SELECTED TEXT:
· · · ·
Sturdee's ships reached the Falklands by the morning of 8 December, shortly before Spee's squadron arrived. Gneisenau and Nürnberg were sent to reconnoiter the port and attack British facilities, while the rest of the squadron stood out to sea. The British spotted the East Asia Squadron at 09:40; Spee was unaware that the British had sent the two battlecruisers, and when he observed them, he ordered his ships to withdraw. Despite the head start, the fast battlecruisers quickly caught up with the worn-out German ships, which had just completed a 16,000 nmi voyage without repairs, and were no longer capable of their best speeds. Once he had determined that he would not be able to outrun his pursuers, Spee turned his two armored cruisers around to try to delay them long enough for the light cruisers to escape, though Sturdee had foreseen this maneuver and detached his cruisers to chase the German light cruisers while Invincible and Inflexible remained focused on Scharnhorst and Gneisenau.

At approximately 13:20, the battlecruisers opened fire at a range of 14 km. In the course of the battle, Spee repeatedly attempted to outmaneuver Sturdee to either close the range where his own guns would be effective against the battlecruisers, or escape into haze; he failed in both efforts. By 16:15, Scharnhorst was dead in the water and listing heavily; she sank shortly thereafter. Gneisenau then came under heavy fire from both battlecruisers and Carnarvon, and by 17:30, was burning badly after having been hit more than 50 times, many of them at close range. The captain ordered the ship to be scuttled, and the crew gave three cheers for the Kaiser before the vessel sank. Nürnberg and Leipzig were also sunk, though Dresden managed to escape temporarily, before she too was destroyed off Juan Fernández Island in March 1915. Some 2,200 men were killed, among them Spee.
· · · ·
[Region pointing data]
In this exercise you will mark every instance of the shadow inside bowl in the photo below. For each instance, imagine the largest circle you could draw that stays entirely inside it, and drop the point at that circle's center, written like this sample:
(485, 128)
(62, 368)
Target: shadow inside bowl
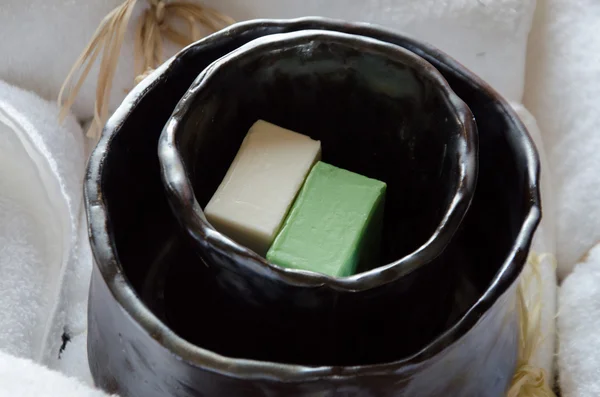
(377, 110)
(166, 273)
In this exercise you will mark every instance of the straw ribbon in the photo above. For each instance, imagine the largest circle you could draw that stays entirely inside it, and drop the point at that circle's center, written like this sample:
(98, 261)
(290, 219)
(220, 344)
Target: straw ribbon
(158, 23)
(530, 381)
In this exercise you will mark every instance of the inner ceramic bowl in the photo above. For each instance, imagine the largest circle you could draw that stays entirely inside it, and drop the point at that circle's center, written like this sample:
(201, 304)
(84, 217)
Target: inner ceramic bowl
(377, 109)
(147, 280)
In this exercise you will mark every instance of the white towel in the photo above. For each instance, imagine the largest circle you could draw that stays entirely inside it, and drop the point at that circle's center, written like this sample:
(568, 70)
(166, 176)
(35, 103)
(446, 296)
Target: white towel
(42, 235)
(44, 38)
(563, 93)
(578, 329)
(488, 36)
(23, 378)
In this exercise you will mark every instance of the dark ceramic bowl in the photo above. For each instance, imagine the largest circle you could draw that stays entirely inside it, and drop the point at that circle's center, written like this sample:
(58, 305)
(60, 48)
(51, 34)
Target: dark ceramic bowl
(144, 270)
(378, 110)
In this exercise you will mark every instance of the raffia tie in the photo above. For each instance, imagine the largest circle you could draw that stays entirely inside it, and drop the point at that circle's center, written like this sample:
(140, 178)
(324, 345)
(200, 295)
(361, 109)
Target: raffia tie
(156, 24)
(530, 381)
· · · ·
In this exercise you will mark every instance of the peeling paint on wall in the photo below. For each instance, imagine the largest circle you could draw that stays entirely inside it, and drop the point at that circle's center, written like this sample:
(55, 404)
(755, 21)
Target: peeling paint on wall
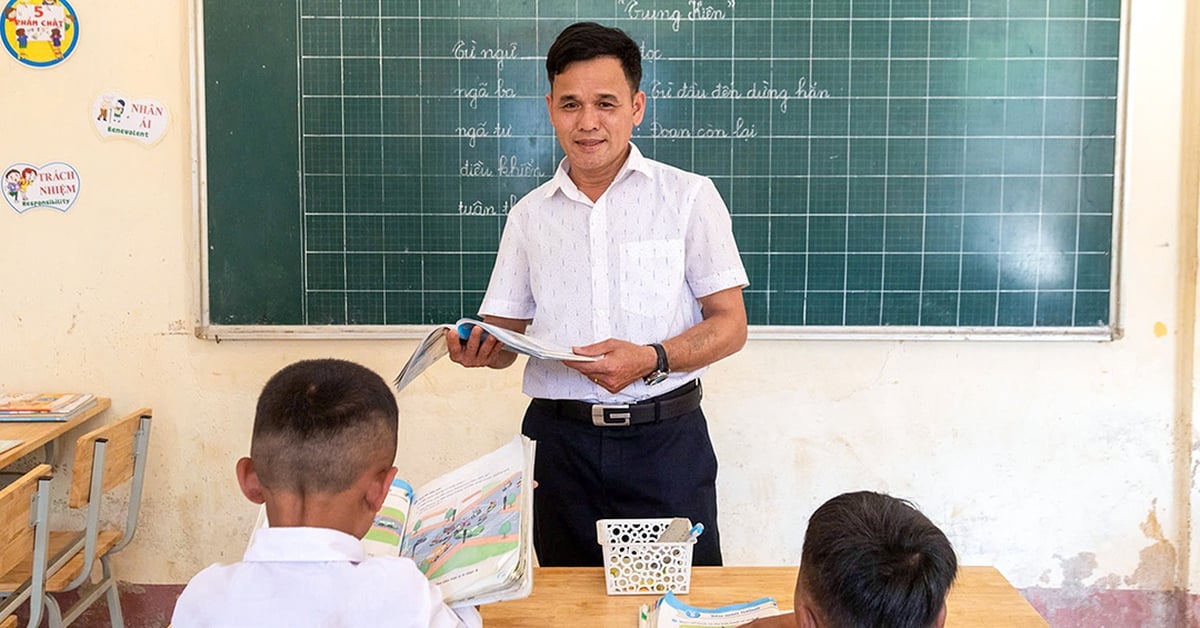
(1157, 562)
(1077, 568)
· · · ·
WHAT TO DO: Rewrite the Falklands battle text from "At approximately 13:20, the" to "among them Spee.", swapping "battlecruisers" for "battle cruisers" throughout.

SOLUTION TO THIS TASK:
At approximately 13:20, the battle cruisers opened fire at a range of 14 km. In the course of the battle, Spee repeatedly attempted to outmaneuver Sturdee to either close the range where his own guns would be effective against the battle cruisers, or escape into haze; he failed in both efforts. By 16:15, Scharnhorst was dead in the water and listing heavily; she sank shortly thereafter. Gneisenau then came under heavy fire from both battle cruisers and Carnarvon, and by 17:30, was burning badly after having been hit more than 50 times, many of them at close range. The captain ordered the ship to be scuttled, and the crew gave three cheers for the Kaiser before the vessel sank. Nürnberg and Leipzig were also sunk, though Dresden managed to escape temporarily, before she too was destroyed off Juan Fernández Island in March 1915. Some 2,200 men were killed, among them Spee.